Select and copy every line of the records below that contains the word "window".

## Supplied material:
>> Begin

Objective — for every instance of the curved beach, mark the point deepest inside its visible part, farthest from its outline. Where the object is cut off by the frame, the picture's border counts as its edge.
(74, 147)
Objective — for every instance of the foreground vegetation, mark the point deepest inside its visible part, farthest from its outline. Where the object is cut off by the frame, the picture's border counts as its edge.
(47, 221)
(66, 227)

>> End
>> Begin

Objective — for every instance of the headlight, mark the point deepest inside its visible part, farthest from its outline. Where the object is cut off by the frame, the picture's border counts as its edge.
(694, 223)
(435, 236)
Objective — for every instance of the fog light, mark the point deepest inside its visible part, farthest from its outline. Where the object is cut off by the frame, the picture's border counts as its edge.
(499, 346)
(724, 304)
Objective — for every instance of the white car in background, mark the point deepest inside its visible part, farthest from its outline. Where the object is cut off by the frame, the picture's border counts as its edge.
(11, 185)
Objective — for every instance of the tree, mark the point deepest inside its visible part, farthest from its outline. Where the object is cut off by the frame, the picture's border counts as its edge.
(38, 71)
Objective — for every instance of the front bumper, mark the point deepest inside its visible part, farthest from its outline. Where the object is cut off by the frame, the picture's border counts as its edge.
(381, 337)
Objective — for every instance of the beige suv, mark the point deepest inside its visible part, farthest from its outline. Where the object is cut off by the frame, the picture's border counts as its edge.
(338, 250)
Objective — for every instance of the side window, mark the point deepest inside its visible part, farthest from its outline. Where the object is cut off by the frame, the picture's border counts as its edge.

>> End
>> Begin

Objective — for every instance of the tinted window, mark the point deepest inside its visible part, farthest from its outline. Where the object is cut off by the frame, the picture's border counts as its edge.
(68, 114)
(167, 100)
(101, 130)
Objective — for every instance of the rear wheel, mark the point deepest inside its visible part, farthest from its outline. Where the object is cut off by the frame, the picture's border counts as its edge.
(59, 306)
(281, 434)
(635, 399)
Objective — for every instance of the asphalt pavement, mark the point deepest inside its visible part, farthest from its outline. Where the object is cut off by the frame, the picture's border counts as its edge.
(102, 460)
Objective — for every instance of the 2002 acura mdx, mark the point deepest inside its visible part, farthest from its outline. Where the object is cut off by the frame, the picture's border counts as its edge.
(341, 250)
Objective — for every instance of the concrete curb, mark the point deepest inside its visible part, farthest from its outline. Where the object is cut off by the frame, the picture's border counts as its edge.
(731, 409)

>> End

## Finished exercise:
Objective — for every instance of the side window, mark the point deepest inside its visible part, farthest from its outline. Where the object is cut off by the frame, the picture's border counts as its edge.
Objective — for every instance of the tinted window, mark the point deepest inside its visible part, farthest from its outline. Where the object is cut off by the frame, the picture's border counts as its edge.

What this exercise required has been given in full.